# [DOCUMENT EXTRACT]
Antone Charles "Tony" Costa (August 2, 1944 – May 12, 1974), was an American serial killer who achieved notoriety for committing serial murders in and around the town of Truro, Massachusetts, in 1969.

Early life and crimes
Antone Charles Costa was born on August 2, 1944, in Cambridge, Massachusetts. He committed his first violent offense in November 1961, at age 17, when he broke into a house and attacked an occupant, a teenaged girl. Charged with burglary and assault, Costa was sentenced to three years' probation and a one-year suspended sentence.

In 1966, Costa picked up two hitchhikers, Bonnie Williams and Diane Federoff, and promised to take them to Pennsylvania. The women disappeared shortly after their encounter with Costa, who told investigators that he had dropped them off in California. Costa was additionally thought to have murdered his girlfriend, Barbara Spaulding, while he was living in California in 1967. However, all three women were later found alive.

1969 murders
Costa was suspected of killing eight women: Diane Federoff, Bonnie Williams, Barbara Spaulding, Sydney Monzon, Susan Perry, Christine Gallant, Patricia Walsh, and Mary Anne Wysocki but convicted of killing only two: Walsh and Wysocki. Although suspected of killing Federoff, Williams and Spaulding, those women were later found alive.

On February 8, 1969, while looking for the bodies of Patricia Walsh and Mary Anne Wysocki, police discovered Susan Perry. Perry had been missing since the previous Labor Day.

Perry's body had been cut into eight pieces. When Wysocki's body was found about a month later, her torso and head had been buried separately. Not long after, Walsh and the rest of Wysocki's body were found in a forest clearing that Costa had used for growing marijuana. This "garden" of marijuana plants and the greater case inspired the true crime book In His Garden, by Leo Damore.

# [MATERIAL]
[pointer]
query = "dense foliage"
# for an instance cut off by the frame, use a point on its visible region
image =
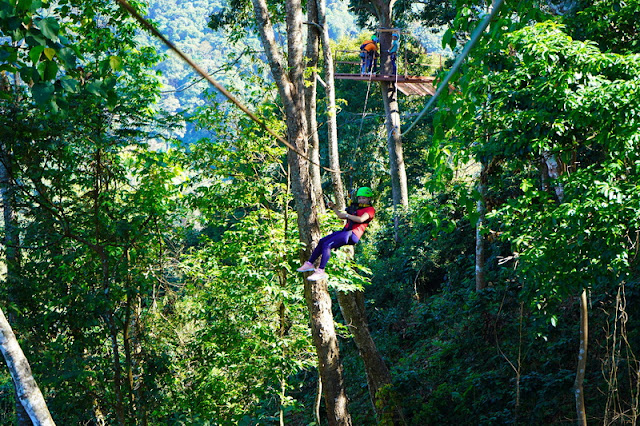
(151, 280)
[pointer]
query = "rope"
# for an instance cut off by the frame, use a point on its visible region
(467, 48)
(146, 24)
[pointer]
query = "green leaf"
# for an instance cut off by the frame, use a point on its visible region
(35, 53)
(68, 56)
(116, 63)
(95, 87)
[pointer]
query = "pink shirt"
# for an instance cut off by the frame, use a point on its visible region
(358, 228)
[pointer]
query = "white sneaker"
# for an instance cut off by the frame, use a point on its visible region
(318, 275)
(306, 267)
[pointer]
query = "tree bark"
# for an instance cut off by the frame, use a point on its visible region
(313, 49)
(27, 389)
(291, 89)
(399, 190)
(582, 359)
(12, 248)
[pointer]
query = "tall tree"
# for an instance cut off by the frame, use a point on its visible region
(290, 82)
(383, 11)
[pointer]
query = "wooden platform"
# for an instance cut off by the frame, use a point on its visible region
(409, 85)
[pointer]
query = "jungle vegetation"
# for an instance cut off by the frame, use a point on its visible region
(151, 229)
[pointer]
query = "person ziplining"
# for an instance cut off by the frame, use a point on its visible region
(368, 55)
(358, 216)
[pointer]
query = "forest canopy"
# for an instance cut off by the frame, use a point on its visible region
(152, 230)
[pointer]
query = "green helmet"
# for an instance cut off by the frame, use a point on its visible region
(364, 192)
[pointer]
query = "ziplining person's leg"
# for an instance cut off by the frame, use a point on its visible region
(323, 250)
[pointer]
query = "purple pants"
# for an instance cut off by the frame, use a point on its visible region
(331, 241)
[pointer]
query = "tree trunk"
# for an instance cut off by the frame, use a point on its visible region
(378, 375)
(332, 123)
(582, 359)
(399, 190)
(291, 89)
(313, 41)
(27, 389)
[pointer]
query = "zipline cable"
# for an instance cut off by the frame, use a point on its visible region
(146, 24)
(467, 48)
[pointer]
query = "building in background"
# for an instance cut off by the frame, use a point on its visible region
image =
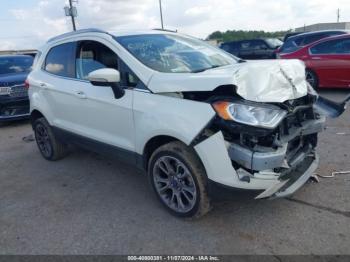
(324, 26)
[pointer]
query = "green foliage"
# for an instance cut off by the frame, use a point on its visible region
(235, 35)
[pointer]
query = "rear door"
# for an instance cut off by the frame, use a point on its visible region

# [PROBLEM DETAILS]
Reproduce word for word the stretch of the article about Tony Costa from "In 1966, Costa" through "those women were later found alive.". Rely only on the article about Tony Costa.

# [FINAL ANSWER]
In 1966, Costa picked up two hitchhikers, Bonnie Williams and Diane Federoff, and promised to take them to Pennsylvania. The women disappeared shortly after their encounter with Costa, who told investigators that he had dropped them off in California. Costa was additionally thought to have murdered his girlfriend, Barbara Spaulding, while he was living in California in 1967. However, all three women were later found alive.

1969 murders
Costa was suspected of killing eight women: Diane Federoff, Bonnie Williams, Barbara Spaulding, Sydney Monzon, Susan Perry, Christine Gallant, Patricia Walsh, and Mary Anne Wysocki but convicted of killing only two: Walsh and Wysocki. Although suspected of killing Federoff, Williams and Spaulding, those women were later found alive.